• PROBLEM DESCRIPTION: Return only what lies between the first line of the entries and the line containing "positive clicks: (364, 536)", both lines included.

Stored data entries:
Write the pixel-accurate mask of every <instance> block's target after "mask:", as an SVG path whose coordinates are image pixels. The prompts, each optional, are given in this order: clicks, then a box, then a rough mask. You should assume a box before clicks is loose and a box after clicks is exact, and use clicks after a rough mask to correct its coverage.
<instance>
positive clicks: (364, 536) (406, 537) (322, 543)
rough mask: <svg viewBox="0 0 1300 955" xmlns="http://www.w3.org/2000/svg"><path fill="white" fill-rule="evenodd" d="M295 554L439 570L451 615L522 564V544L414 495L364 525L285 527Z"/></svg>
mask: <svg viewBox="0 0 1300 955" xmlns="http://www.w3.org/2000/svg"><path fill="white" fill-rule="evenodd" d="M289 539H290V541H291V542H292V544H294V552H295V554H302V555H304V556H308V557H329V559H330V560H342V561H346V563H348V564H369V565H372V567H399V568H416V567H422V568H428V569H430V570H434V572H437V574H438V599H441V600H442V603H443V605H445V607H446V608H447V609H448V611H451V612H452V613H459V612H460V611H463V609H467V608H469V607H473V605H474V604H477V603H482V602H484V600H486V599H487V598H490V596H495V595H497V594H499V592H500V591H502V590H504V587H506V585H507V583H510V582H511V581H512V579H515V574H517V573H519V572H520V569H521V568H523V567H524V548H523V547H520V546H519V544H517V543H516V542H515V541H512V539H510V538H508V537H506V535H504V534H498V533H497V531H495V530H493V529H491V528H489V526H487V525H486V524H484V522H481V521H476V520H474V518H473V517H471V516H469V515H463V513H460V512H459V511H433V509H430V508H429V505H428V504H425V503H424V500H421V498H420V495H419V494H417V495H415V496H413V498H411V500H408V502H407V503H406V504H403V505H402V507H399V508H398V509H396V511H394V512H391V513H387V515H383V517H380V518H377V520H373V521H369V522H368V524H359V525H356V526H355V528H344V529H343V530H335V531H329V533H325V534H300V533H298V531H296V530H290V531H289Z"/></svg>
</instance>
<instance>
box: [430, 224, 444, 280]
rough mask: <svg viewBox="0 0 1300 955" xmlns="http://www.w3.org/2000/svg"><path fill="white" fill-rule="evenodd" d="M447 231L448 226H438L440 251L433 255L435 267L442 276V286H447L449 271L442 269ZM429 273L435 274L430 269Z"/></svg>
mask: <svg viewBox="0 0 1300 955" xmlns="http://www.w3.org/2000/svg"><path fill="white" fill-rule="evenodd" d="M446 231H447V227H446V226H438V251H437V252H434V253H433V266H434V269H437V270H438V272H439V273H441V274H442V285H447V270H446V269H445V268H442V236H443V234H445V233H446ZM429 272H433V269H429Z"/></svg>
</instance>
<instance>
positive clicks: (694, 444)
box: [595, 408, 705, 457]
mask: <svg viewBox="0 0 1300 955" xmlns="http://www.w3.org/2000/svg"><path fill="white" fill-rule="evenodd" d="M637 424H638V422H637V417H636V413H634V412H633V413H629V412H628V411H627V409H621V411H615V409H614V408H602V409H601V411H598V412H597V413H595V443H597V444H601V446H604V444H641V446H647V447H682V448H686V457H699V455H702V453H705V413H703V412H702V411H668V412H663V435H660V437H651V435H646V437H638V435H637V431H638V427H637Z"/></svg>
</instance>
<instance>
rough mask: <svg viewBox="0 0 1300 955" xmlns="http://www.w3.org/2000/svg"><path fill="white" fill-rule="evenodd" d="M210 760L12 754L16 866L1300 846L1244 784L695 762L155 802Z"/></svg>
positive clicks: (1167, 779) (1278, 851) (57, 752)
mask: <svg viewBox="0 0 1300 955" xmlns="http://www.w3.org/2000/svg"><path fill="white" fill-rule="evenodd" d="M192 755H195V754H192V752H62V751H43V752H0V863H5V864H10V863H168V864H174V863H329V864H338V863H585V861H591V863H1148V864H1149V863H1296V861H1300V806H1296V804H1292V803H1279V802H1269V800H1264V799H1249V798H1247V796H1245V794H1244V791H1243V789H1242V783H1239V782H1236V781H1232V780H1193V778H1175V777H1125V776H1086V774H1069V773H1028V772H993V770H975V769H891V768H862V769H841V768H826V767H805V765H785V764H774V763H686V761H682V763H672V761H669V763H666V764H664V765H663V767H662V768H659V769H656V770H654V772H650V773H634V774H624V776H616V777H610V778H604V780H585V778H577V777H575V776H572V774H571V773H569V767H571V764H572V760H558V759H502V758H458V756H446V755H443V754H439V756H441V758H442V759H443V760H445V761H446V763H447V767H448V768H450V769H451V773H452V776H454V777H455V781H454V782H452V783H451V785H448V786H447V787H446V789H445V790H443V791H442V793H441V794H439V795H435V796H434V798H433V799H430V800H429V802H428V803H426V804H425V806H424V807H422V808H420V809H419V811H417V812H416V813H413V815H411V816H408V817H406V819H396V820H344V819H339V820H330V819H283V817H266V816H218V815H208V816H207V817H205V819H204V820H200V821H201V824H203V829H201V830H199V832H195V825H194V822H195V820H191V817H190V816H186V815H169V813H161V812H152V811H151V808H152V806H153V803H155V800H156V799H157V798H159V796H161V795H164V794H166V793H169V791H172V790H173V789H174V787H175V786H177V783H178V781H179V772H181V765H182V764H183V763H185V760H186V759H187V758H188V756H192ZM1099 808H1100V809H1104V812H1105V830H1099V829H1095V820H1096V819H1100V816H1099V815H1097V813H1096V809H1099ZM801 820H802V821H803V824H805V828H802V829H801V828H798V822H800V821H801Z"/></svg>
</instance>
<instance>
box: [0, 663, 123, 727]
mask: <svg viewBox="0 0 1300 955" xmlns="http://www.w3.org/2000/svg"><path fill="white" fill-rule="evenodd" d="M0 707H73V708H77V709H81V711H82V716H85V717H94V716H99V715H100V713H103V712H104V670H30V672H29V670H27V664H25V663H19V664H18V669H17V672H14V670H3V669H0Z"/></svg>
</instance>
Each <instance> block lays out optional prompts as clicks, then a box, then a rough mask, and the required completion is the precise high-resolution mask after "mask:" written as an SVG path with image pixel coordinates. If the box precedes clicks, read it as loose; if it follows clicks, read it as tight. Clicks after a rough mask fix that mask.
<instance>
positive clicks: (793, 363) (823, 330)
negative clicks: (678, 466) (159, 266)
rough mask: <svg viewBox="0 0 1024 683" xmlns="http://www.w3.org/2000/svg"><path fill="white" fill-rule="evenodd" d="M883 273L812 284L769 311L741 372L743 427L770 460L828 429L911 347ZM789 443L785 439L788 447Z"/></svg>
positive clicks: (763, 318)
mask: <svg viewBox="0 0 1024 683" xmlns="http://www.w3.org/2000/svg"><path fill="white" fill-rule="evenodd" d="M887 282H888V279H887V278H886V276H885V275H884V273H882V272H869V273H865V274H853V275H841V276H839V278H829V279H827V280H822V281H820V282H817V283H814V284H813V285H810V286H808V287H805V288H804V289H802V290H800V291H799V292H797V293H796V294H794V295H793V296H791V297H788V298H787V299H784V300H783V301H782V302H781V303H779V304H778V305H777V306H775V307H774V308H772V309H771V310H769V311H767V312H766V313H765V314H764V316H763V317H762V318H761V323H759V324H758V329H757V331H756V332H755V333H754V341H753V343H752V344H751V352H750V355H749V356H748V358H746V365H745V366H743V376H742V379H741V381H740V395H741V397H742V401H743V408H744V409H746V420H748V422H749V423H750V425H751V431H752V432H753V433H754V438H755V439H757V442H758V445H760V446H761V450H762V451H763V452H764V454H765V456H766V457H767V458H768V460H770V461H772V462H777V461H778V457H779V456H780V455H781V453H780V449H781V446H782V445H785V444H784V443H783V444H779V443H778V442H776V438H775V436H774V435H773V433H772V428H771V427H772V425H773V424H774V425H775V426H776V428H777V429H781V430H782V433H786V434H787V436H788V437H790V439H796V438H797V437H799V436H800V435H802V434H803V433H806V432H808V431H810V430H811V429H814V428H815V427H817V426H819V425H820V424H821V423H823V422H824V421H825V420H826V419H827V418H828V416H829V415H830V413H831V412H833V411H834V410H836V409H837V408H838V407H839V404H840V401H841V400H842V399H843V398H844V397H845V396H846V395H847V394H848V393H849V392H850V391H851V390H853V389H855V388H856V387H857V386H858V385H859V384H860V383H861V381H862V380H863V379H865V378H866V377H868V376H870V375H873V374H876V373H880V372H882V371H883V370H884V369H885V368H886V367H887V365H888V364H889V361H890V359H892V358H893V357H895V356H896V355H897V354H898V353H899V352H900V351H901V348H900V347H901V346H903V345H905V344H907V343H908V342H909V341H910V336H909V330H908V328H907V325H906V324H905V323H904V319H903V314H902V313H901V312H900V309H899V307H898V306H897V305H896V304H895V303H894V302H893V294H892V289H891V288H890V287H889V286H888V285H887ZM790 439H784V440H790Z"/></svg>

• WORKED SOLUTION:
Write the pixel-accurate mask of every <instance> block's target after "mask:", as an SVG path whose coordinates are image pixels. The prompts, each optional, are given in this order: clicks, then a box, then a rough mask. You should assume a box before clicks is loose and a box after clicks is exact, and use clicks after a rough mask to correct its coverage.
<instance>
positive clicks: (364, 536) (406, 537) (322, 543)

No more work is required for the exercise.